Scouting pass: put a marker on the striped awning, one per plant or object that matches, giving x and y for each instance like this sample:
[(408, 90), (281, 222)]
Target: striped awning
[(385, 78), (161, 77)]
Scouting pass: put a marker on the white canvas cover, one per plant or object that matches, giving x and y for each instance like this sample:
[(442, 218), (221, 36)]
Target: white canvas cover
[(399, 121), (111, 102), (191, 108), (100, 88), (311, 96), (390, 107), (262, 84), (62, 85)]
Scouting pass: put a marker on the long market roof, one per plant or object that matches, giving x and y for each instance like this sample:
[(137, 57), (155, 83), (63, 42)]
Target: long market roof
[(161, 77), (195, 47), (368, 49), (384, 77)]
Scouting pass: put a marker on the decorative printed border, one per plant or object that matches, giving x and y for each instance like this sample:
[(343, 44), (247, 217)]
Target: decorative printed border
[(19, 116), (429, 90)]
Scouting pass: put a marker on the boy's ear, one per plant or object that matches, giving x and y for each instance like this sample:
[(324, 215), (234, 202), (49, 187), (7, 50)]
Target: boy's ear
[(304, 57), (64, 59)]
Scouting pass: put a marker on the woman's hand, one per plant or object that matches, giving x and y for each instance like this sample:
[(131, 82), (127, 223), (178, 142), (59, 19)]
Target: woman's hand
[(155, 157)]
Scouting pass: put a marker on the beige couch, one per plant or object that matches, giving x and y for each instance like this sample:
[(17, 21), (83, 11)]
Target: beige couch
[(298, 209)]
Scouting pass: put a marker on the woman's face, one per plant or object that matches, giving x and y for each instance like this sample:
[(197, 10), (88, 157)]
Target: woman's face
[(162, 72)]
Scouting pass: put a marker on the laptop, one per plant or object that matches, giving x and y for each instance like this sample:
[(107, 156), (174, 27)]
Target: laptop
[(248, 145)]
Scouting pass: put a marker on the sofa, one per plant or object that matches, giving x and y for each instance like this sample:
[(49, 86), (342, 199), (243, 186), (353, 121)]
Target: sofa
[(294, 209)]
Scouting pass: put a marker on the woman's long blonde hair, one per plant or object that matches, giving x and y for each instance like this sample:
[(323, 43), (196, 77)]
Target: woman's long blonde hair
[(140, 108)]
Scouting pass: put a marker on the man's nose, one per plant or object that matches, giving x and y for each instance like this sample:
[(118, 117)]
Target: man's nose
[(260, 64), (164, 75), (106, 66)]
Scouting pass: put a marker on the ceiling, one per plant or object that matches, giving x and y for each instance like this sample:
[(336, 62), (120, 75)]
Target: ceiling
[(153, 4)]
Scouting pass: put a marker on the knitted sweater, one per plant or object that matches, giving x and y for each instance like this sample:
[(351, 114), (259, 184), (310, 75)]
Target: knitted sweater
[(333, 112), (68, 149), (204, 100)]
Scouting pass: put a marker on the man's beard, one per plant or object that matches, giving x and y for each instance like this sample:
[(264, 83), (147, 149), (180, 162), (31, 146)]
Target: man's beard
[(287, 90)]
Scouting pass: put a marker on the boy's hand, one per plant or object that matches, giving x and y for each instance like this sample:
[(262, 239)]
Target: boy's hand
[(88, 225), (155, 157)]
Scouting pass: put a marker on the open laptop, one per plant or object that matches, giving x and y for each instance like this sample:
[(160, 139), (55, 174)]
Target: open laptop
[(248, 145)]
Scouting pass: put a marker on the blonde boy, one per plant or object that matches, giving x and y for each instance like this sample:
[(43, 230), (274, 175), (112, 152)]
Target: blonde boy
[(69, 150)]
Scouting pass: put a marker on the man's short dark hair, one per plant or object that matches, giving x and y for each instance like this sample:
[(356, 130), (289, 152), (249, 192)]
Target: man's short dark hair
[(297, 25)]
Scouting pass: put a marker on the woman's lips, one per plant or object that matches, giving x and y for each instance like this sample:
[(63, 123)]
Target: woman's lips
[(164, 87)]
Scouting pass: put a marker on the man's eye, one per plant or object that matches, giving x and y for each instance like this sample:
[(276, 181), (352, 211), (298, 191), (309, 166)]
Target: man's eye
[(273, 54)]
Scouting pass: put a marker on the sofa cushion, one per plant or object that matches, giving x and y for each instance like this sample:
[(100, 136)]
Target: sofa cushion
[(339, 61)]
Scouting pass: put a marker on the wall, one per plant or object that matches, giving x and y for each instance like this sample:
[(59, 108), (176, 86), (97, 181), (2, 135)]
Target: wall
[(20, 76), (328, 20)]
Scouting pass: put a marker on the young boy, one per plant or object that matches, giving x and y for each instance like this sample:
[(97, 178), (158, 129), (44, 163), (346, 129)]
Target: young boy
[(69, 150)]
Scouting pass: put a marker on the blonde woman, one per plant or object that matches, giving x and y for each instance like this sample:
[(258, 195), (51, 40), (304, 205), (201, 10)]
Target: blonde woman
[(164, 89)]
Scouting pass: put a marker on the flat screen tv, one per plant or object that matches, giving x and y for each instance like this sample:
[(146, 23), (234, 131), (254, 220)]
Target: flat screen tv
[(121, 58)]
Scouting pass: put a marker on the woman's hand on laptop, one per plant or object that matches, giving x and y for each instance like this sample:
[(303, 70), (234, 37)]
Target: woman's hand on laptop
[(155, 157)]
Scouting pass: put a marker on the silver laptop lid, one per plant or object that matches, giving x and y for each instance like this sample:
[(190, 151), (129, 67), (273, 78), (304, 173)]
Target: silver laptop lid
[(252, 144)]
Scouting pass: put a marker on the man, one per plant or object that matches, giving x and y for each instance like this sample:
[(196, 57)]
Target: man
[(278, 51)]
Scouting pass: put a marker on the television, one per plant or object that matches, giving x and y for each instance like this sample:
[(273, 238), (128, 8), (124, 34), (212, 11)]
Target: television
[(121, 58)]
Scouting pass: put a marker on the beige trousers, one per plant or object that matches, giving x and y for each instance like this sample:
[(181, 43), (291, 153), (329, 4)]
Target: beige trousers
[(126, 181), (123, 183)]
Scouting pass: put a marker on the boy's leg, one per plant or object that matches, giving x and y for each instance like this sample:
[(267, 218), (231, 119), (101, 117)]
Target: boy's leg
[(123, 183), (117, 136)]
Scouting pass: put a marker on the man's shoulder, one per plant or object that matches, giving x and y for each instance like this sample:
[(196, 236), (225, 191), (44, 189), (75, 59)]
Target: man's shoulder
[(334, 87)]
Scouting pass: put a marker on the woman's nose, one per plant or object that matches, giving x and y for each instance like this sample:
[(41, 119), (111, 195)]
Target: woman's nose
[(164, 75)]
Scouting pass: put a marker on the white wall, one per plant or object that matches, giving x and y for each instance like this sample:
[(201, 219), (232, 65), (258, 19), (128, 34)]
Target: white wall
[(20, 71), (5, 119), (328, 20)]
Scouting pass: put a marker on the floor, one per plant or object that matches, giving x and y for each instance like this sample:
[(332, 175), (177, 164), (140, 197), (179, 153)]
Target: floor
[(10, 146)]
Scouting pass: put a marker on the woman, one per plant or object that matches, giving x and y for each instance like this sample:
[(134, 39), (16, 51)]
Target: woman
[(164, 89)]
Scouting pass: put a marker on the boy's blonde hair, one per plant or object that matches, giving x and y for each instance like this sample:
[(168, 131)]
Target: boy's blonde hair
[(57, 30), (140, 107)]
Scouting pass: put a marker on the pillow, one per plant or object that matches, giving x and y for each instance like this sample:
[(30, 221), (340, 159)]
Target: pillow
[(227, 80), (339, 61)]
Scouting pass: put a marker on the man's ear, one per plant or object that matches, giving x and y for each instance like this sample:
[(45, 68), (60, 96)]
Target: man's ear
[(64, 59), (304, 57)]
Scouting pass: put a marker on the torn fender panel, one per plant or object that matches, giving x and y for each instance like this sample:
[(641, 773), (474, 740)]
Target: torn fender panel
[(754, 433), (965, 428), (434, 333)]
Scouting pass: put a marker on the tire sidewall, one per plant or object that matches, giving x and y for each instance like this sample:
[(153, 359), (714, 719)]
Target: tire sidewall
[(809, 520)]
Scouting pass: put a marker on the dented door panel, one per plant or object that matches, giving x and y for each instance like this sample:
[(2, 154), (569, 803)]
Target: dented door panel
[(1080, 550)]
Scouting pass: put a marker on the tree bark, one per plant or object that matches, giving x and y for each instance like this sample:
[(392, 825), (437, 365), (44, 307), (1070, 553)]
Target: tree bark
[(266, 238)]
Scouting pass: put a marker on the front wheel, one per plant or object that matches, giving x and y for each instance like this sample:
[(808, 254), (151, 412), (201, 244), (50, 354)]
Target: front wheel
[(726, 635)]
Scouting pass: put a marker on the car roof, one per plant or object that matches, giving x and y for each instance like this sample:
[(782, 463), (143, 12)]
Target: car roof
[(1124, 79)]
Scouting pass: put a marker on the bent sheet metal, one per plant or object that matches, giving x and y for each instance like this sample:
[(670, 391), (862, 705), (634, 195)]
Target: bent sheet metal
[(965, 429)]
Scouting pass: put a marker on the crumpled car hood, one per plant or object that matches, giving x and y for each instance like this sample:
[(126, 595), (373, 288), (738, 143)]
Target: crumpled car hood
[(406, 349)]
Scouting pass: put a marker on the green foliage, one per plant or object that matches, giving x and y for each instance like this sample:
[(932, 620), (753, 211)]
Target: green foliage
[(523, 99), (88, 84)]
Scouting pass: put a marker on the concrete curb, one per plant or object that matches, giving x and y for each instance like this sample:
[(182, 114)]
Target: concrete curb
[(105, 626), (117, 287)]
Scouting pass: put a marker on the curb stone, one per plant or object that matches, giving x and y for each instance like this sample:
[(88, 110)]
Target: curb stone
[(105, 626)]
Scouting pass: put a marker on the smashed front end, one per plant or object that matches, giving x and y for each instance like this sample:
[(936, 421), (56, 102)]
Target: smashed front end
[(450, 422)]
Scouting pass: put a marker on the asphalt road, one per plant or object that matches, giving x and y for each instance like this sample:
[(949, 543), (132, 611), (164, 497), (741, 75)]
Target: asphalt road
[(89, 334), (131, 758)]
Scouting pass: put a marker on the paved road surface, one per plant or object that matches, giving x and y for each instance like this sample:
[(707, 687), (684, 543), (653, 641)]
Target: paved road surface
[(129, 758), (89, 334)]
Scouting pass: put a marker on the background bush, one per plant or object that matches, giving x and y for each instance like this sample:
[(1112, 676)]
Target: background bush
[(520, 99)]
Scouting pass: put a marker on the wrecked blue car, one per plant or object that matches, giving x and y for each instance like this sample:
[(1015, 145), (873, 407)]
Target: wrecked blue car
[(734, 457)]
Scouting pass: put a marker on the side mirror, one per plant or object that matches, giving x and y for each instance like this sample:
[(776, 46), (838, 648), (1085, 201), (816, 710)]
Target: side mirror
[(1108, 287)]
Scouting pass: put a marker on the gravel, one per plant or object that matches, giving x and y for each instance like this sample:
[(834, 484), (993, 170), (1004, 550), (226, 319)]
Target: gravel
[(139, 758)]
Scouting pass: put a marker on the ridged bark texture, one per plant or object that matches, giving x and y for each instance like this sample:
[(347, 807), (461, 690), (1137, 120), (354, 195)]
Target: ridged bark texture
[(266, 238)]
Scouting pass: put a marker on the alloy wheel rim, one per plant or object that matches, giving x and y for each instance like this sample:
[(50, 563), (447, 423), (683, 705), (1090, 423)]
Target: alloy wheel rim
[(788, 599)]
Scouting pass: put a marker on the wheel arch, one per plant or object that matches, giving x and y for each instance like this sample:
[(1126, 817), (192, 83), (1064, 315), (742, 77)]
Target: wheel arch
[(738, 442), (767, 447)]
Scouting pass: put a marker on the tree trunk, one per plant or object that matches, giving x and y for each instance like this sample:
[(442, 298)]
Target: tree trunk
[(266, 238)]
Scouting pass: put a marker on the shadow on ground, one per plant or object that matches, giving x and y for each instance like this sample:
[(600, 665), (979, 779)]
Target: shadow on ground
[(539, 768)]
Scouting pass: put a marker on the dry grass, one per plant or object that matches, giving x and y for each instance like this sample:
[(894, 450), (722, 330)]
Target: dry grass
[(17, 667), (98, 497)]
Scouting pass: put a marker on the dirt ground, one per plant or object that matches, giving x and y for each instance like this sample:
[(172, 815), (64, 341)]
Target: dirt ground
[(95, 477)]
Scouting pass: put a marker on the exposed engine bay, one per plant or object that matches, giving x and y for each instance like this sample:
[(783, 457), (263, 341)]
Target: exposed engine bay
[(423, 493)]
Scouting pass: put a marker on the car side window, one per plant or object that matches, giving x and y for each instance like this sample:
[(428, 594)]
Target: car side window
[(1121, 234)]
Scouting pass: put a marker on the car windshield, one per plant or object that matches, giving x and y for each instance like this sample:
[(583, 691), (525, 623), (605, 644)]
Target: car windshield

□ □ □ □ □ □ □

▶ _Work to be completed_
Reproduce exactly, with nothing added, the lines from the one that contains "Scouting pass: put a marker on the alloy" to the end of the data.

▶ _Answer for the task_
Scouting pass: put a marker on the alloy wheel rim, one per plant or object that matches, giving x and y for each instance like this sample:
[(50, 563), (447, 423), (683, 705), (1090, 423)]
Target: alloy wheel rim
[(788, 599)]
Scouting pass: put a marker on the wheel arch, one per plant or object that matches, giving x and y for each instance like this sample:
[(1126, 817), (192, 83), (1064, 315), (742, 77)]
Target: wheel arch
[(738, 442), (767, 447)]
Scouting pass: put a marker on the tree trunk, one per plant or object that matches, giving x and y for each instance like this sample:
[(442, 298)]
Target: tree trunk
[(266, 238)]
Scouting pass: put a marker on the shadow on ground, one per plant or object that matches, giving x and y for each instance like this sample:
[(600, 665), (979, 779)]
Target: shadow on ground
[(539, 768)]
Scouting pass: put a marker on the dry grass, one per plant or object that matches, giving x and y for each instance like this sample:
[(894, 450), (722, 330)]
Target: dry grass
[(17, 667), (98, 497)]
Scouting pass: put a marker on the dirt ground, one per plant or object that matches, giving x and y for each instance like this sample:
[(172, 815), (64, 341)]
Target: dirt ground
[(95, 477)]
Scouting pass: put a marker on the exposed engine bay, one per plant or object that matches, giving x and y for each instance like this sample:
[(783, 457), (263, 341)]
Target: exposed engine bay
[(423, 493)]
Scouting pass: put a marker on the car side window, one per plant or object that matches, giving x and y for each instance like this sample:
[(428, 594)]
Target: car side window
[(1121, 234)]
Scouting pass: put a marker on the car windshield, one per plant or object that matches, giving x and y for each instance like this sample:
[(583, 691), (525, 623), (605, 644)]
Target: car windshield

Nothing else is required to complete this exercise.